先入観を“裏返す”ことで、斬新なアイデアが生み出せる?

先入観を“裏返す”ことで、斬新なアイデアが生み出せる?

みなさんは「いい加減」という言葉にどんな印象を持っていますか?

あまり良い印象を持っている人はいないはずです。

しかし、株式会社朝日広告社ストラテジックプランニング部プランニングディレクターで、企業のブランディングやマーケティングの戦略支援に従事する羽田康裕(k_bird)先生は、「いい加減な人ほど生産性が上がる」として、そのビジネス理論を著書『無駄な仕事が全部消える超効率ハック』(フォレスト出版)にまとめました。

本記事では、『超効率ハック』のポイントを羽田先生自ら解説する授業シリーズ、好評を受けて開講された第二回の内容を、テキスト化してお届けします。

目次

  • アイデアが浮かばないとき、まず考えるべきなのは?
  • 先入観を裏返すと、斬新なアイデアが生まれる
  • 「概念的に物事を考える」ことで発想は無限に広がる

 

 

アイデアが浮かばないとき、まず考えるべきなのは?

 

 

『超効率ハック』に掲載された仕事術のうち、どれを取り上げるのかは、リアルタイム受講生の投票によって決められました。
--*--
課題
#1 先入観と発想法についての記事の目次にある見出しをすべて挙げよ。
#2 先入観と発想法についての記事を、最後の文の後から引き取って書き進めよ。
リストを参照する必要はない。
--*--
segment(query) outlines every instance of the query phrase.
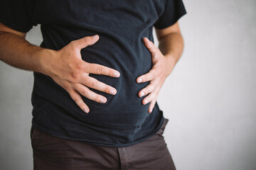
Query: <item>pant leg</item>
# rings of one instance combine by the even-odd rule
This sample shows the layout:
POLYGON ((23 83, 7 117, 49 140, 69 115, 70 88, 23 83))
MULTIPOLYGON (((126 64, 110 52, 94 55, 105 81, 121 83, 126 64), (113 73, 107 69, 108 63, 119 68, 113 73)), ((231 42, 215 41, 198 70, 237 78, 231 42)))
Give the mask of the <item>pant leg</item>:
POLYGON ((165 142, 163 133, 169 119, 165 118, 161 129, 152 137, 134 145, 122 148, 126 155, 121 157, 129 166, 124 169, 176 170, 176 167, 165 142))
POLYGON ((34 170, 117 170, 117 149, 31 131, 34 170))
POLYGON ((175 170, 163 133, 168 122, 151 137, 134 145, 109 147, 51 136, 31 127, 34 170, 175 170))

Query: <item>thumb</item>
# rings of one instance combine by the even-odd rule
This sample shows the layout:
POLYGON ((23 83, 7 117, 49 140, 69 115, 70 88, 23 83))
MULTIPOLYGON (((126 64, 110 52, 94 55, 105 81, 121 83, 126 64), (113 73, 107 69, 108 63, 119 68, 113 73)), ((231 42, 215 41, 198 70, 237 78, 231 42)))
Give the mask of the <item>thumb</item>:
POLYGON ((95 35, 93 36, 86 36, 75 40, 75 45, 79 50, 81 50, 87 47, 88 45, 92 45, 95 44, 99 40, 99 38, 100 37, 98 35, 95 35))

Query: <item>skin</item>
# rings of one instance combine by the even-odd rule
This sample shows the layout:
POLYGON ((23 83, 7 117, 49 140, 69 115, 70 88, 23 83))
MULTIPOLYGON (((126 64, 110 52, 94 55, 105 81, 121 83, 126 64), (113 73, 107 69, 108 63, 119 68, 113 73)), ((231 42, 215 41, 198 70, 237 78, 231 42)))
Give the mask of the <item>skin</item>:
MULTIPOLYGON (((183 38, 178 23, 158 30, 156 33, 159 41, 159 48, 147 38, 143 39, 145 46, 151 53, 153 67, 149 73, 141 75, 142 82, 150 84, 138 94, 142 97, 148 94, 142 101, 143 104, 151 102, 149 113, 154 108, 160 89, 164 80, 172 72, 183 50, 183 38)), ((64 88, 76 104, 85 113, 90 112, 88 106, 82 101, 82 95, 96 102, 105 103, 107 98, 90 91, 92 89, 114 95, 117 90, 101 82, 89 73, 103 74, 118 78, 118 71, 100 64, 88 63, 82 60, 80 50, 96 43, 100 37, 87 36, 70 42, 59 50, 45 49, 31 44, 25 40, 26 33, 21 33, 0 23, 0 60, 16 68, 43 73, 50 76, 58 84, 64 88), (63 68, 65 68, 65 69, 63 68), (67 69, 68 68, 68 69, 67 69)))
POLYGON ((178 22, 164 29, 156 28, 156 33, 159 41, 159 47, 146 38, 143 38, 145 46, 151 54, 152 69, 137 79, 137 83, 150 81, 149 84, 138 94, 139 97, 147 95, 142 100, 142 103, 145 105, 151 102, 149 113, 152 112, 160 89, 174 69, 183 50, 183 39, 178 22))

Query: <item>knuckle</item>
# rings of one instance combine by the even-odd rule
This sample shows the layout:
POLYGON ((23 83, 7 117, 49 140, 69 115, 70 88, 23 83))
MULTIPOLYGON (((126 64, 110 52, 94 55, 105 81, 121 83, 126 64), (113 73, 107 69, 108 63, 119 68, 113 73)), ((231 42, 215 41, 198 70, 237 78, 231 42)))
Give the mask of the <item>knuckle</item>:
POLYGON ((97 81, 92 81, 92 82, 91 82, 91 87, 95 89, 96 86, 97 86, 97 81))
POLYGON ((85 40, 85 43, 87 43, 89 42, 89 40, 90 40, 89 37, 84 37, 84 38, 82 38, 82 39, 85 40))
POLYGON ((98 66, 97 67, 97 73, 101 74, 102 73, 102 67, 98 66))
POLYGON ((86 96, 87 93, 88 92, 86 90, 82 90, 82 92, 81 92, 82 95, 84 96, 86 96))
POLYGON ((73 72, 71 74, 71 76, 72 78, 73 78, 74 79, 77 79, 78 78, 78 72, 73 72))

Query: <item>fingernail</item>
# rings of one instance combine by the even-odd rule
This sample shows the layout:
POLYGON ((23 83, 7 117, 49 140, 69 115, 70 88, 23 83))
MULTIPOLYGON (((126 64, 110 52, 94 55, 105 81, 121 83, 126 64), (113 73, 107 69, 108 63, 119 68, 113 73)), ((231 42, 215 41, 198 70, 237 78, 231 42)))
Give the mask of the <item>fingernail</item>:
POLYGON ((100 99, 100 102, 101 103, 105 103, 106 100, 105 98, 102 98, 102 99, 100 99))
POLYGON ((97 35, 95 35, 93 36, 94 39, 97 39, 98 38, 99 38, 99 36, 97 35))
POLYGON ((119 77, 120 76, 120 74, 119 72, 115 72, 114 76, 116 77, 119 77))
POLYGON ((110 94, 115 94, 116 92, 115 92, 114 90, 112 90, 112 91, 110 91, 110 94))

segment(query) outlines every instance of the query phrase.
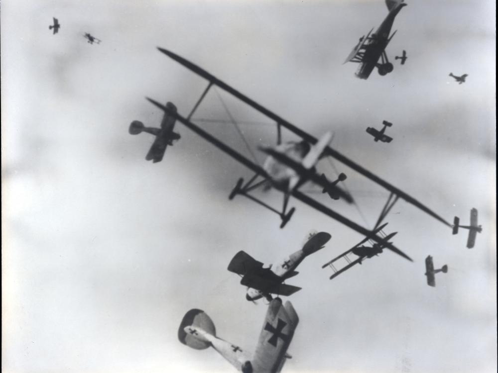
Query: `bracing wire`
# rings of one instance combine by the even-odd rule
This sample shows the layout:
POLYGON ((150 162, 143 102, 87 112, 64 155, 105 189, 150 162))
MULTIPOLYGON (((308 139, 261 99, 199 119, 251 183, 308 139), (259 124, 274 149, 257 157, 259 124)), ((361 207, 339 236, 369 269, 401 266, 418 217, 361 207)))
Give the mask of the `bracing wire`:
POLYGON ((218 95, 218 98, 220 98, 220 101, 221 102, 222 105, 223 105, 223 108, 225 109, 225 111, 227 112, 227 114, 230 117, 230 121, 231 121, 232 123, 234 125, 236 129, 237 130, 237 132, 239 132, 239 134, 241 135, 241 137, 242 138, 242 140, 244 142, 244 144, 246 144, 246 147, 247 148, 248 151, 249 152, 249 154, 251 155, 251 156, 252 157, 252 160, 254 161, 254 163, 256 165, 259 165, 259 163, 258 162, 257 159, 256 158, 255 155, 253 152, 252 150, 250 148, 250 146, 249 146, 249 143, 248 143, 247 140, 246 139, 246 137, 245 136, 244 136, 244 134, 242 132, 242 131, 241 130, 241 128, 239 126, 239 125, 237 124, 237 122, 235 121, 235 119, 232 116, 232 113, 229 110, 228 107, 227 106, 227 105, 225 104, 225 101, 222 98, 221 95, 220 94, 220 93, 218 92, 218 90, 215 89, 214 91, 216 93, 216 94, 218 95))

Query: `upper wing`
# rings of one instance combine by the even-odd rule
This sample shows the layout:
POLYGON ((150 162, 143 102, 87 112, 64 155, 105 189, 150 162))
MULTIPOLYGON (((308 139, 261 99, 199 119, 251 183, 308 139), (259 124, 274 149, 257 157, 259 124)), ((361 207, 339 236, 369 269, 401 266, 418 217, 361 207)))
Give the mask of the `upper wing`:
POLYGON ((378 130, 375 129, 375 128, 372 127, 367 127, 367 132, 375 137, 376 137, 377 136, 378 136, 379 134, 380 133, 378 130))
POLYGON ((244 275, 259 270, 262 267, 262 263, 258 262, 246 252, 241 251, 232 258, 227 269, 231 272, 244 275))
POLYGON ((161 162, 164 156, 164 152, 166 152, 167 145, 162 136, 156 136, 155 140, 154 140, 152 146, 149 150, 149 152, 147 153, 145 159, 147 161, 152 160, 154 163, 161 162))
POLYGON ((270 302, 251 361, 254 372, 275 373, 281 369, 299 319, 290 302, 270 302))
POLYGON ((289 296, 301 290, 298 286, 282 283, 281 280, 274 281, 253 275, 246 275, 242 278, 241 283, 261 291, 285 296, 289 296))
POLYGON ((469 237, 467 238, 467 248, 472 249, 476 243, 476 236, 477 236, 477 231, 475 229, 469 230, 469 237))

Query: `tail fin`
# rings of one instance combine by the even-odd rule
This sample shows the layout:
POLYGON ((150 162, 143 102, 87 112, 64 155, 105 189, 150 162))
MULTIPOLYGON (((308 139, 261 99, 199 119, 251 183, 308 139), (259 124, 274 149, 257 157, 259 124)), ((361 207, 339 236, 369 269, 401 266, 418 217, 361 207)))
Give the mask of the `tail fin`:
POLYGON ((458 233, 458 224, 460 224, 460 219, 458 216, 455 216, 453 219, 453 234, 458 233))
POLYGON ((399 4, 403 2, 403 1, 404 0, 385 0, 385 4, 387 6, 387 9, 390 11, 399 4))
POLYGON ((196 350, 207 349, 211 344, 204 338, 200 337, 195 330, 198 327, 213 337, 216 336, 216 329, 213 321, 204 311, 194 308, 191 309, 183 316, 180 327, 178 328, 178 339, 184 345, 196 350), (185 329, 189 326, 194 327, 192 333, 188 334, 185 329), (197 336, 196 336, 197 335, 197 336))
POLYGON ((322 136, 318 142, 311 147, 309 152, 302 161, 303 167, 309 170, 313 167, 320 159, 324 149, 330 143, 332 140, 332 132, 327 132, 322 136))

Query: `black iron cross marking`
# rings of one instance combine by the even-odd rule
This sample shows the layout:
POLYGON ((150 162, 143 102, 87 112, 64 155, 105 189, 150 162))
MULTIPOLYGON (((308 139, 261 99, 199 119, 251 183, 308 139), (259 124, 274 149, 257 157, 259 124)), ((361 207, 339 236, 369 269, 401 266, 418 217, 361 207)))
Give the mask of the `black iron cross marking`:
--*--
解答
#1
アイデアが浮かばないとき、まず考えるべきなのは?
先入観を裏返すと、斬新なアイデアが生まれる
「概念的に物事を考える」ことで発想は無限に広がる

#2
 

「時間」「段取り」「コミュニケーション」「資料作成」「会議」「学び」「思考」「発想」の8分野のうち、第一回の授業で取り扱った「コミュニケーション」「学び」「思考」を除いた5分野のうち、断トツで投票数が多かったのが「発想」です。

 

発想が求められる場面の多い広告代理店に勤務する羽田先生。「みなさん、アイデアが出なくて煮詰まることってありません?」と尋ね、「そういうときに斬新なアイデアはないか、良いアイデアはないかと考えれば考えるほど煮詰まるじゃないですか」と続けます。かつて同様の状態に陥った羽田先生にとって改善のカギとなったのが「良いアイデアを考えるのではなく、今人がおいている前提を洗い出す」という考え方へ移行したことでした。

 

例えば「ホテルに対してユニークなコンセプトを考えてください」となったとき、多くの人は「ホテルにまつわる新しいアイデアはないか?」というところから考えるはず。しかし先生は、「今世の中の多くの人がホテルというものに対している“先入観”を洗い出す」といいます。

 


先入観を裏返すと、斬新なアイデアが生まれる

先生はここで、以下のような先入観を列挙して見せました。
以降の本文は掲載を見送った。